The aim of this study is to analyze how window typologies, in the context of other architectural features, affect measured IAQ parameters of government office buildings in tropical African climates. Specifically, it seeks to (1) describe the distribution of IAQ parameters across different window typologies, (2) test the relationships between window types and IAQ, and (3) explore interactions and moderation effects of other architectural features. This study builds on prior research by focusing on the unique climatic and architectural context of tropical Africa, contributing to the global discourse on sustainable building design and occupant well-being.
2.0 Materials and Methods
2.1 Study Area and Peroid
The study was carried out in Enugu Metropolis, located in Southeastern Nigeria. Enugu, popularly called the Coal City, is one of the major urban centers in the region. It lies on the eastern edge of the Udi Cliff at latitude 6.4610°N and longitude 7.4940°E, firmly placing it within the tropical hot-humid belt of Nigeria. The city owes much of its modern development to the discovery of coal in 1909 by Mr. Kitson, a British mining engineer with the Geological Exploration Team, who found coal deposits at the foot of the Udi escarpment (Uzuegbunam et al., 2018).
The study was conducted over the period of May to August, during which all field measurements and observations were carried out. This timeframe allowed for systematic data collection across all selected offices, ensuring consistent and comparable measurements of indoor air quality and architectural features.
2.2 Research Design
A cross-sectional observational design was adopted, combining systematic architectural observation with direct experimental measurements of IAQ. This approach provided a comprehensive basis for assessing IAQ parameters in government office buildings, while capturing the influence of architectural features.
2.3 Sampling Criteria and Office Classification
The offices included in the study were carefully selected using defined criteria. Only naturally ventilated offices were considered, ensuring that the influence of mechanical ventilation or air-conditioning systems did not confound the findings. Attention was given to the window types in use, which included casement windows, projecting windows, and a combination of louvered and projecting windows. The office layouts were also considered, ranging from private offices to open-plan arrangements and cubicle or traditional formats. Other important criteria included the orientation of the office relative to the cardinal points (north, south, east, and west), and the floor level, whether on the ground or in suspended floors.
Beyond these major factors, additional architectural and environmental determinants such as headroom (floor-to-ceiling height), the number and size of windows, occupant density, furniture load, finishes on walls, floors, and ceilings, number of electronic devices, and the surrounding landscape were taken into account. These parameters helped in grouping the offices into distinct models with shared features, ensuring comparability in analysis. Inter-rater reliability testing on a sub-sample demonstrated strong agreement for both categorical and continuous measures.
2.4 Sample Size Determination
A total of 58 offices were selected and included in the study. These comprised 22 offices in the Federal Government Secretariat complex, 24 in the Enugu State Government Secretariat complex, and 12 in the Enugu North Local Government Secretariat complex. This distribution ensured a balanced representation of different architectural features and window typologies across the major government offices in the city.

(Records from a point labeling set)
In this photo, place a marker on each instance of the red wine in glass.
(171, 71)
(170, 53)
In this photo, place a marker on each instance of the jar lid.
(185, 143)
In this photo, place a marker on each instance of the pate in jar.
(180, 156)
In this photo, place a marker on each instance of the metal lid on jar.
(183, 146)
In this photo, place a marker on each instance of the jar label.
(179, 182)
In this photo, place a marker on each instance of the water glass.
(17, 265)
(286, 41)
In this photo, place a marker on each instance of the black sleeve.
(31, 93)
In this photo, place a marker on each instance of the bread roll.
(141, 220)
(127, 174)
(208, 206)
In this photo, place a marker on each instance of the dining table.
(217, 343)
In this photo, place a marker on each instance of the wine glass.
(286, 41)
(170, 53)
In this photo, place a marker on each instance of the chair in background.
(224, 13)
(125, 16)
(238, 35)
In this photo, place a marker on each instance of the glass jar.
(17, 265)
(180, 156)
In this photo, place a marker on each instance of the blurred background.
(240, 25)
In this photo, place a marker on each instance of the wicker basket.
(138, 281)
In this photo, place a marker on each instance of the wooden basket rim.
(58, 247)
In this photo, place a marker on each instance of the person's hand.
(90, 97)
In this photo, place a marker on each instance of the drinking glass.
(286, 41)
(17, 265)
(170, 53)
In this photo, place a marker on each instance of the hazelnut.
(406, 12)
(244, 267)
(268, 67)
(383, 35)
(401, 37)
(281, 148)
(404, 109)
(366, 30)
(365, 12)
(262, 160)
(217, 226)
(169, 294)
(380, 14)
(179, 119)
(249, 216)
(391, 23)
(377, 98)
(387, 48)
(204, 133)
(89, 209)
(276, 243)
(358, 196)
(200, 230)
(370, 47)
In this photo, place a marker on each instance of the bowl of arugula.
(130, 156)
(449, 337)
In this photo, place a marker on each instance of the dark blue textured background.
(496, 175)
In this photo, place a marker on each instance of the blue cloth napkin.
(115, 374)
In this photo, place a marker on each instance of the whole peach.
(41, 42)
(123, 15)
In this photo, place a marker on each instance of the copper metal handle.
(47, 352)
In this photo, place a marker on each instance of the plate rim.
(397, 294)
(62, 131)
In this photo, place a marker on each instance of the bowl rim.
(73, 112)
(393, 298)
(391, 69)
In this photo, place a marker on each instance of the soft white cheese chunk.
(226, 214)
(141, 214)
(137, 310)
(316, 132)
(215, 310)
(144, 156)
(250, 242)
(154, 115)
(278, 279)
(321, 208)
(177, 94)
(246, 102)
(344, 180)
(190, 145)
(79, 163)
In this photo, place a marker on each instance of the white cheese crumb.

Work to complete:
1. In the study of window types and indoor air quality, how many offices were selected from the Enugu State Government Secretariat complex?
2. Translate this sentence from the window-type study into Spanish: "The study was carried out in Enugu Metropolis, located in Southeastern Nigeria."
3. Write what comes next in the study text on office windows and indoor air quality, picking up after its final sentence.

Per-task answers:
1. 24 offices.

2. El estudio se llevó a cabo en la metrópolis de Enugu, situada en el sureste de Nigeria.

3.
A pragmatic pilot-study approach was adopted to estimate variability and assess feasibility. Based on standard recommendations (Julious, 2005) and anticipated variation in key IAQ parameters, a minimum of 12 offices per window-typology group was considered sufficient to provide preliminary variance estimates. To enhance precision and allow for potential data loss, 15 offices per group were targeted, yielding a total of 45 offices. Due to the smaller number of offices in the Enugu North Local Government Secretariat complex, 12 offices were selected, representing a larger proportion of the total offices there compared to the other complexes. This approach ensured meaningful representation across all complexes while capturing differences across office types and generating data to inform future, fully powered investigations.
To aid systematic data management, each office was assigned a unique code linked to its floor plan. The coding captured orientation, office type, and floor level, ensuring clarity and traceability of data collection.
2.5 Data Collection
The qualitative aspect of the study focused on systematic observation. A detailed observation schedule was used to record window types and architectural features that could influence air quality, providing essential background information to complement the quantitative measurements. To reduce subjectivity, observers underwent standardized training and inter-rater reliability checks before fieldwork began.
The data collection focused entirely on direct experimental measurements of IAQ. Parameters measured included carbon monoxide (CO), carbon dioxide (CO₂), formaldehyde (HCHO), total volatile organic compounds (TVOCs), particulate matter (PM₂.₅), temperature, and relative humidity.
2.6 Instrumentation and Measurement Procedure
All measurements were carried out using the BOSEAN Multi-function office/home air quality detector (Model T-Z01Pro, 8-in-1). This device was chosen because it could simultaneously measure multiple IAQ parameters and provide reliable readings for PM₂.₅, HCHO, TVOCs, CO, and CO₂, as well as temperature and relative humidity. Its detection ranges included 0–1.999 mg/m³ for HCHO, 0–9.999 mg/m³ for TVOCs, and 0–999 µg/m³ for PM₂.₅.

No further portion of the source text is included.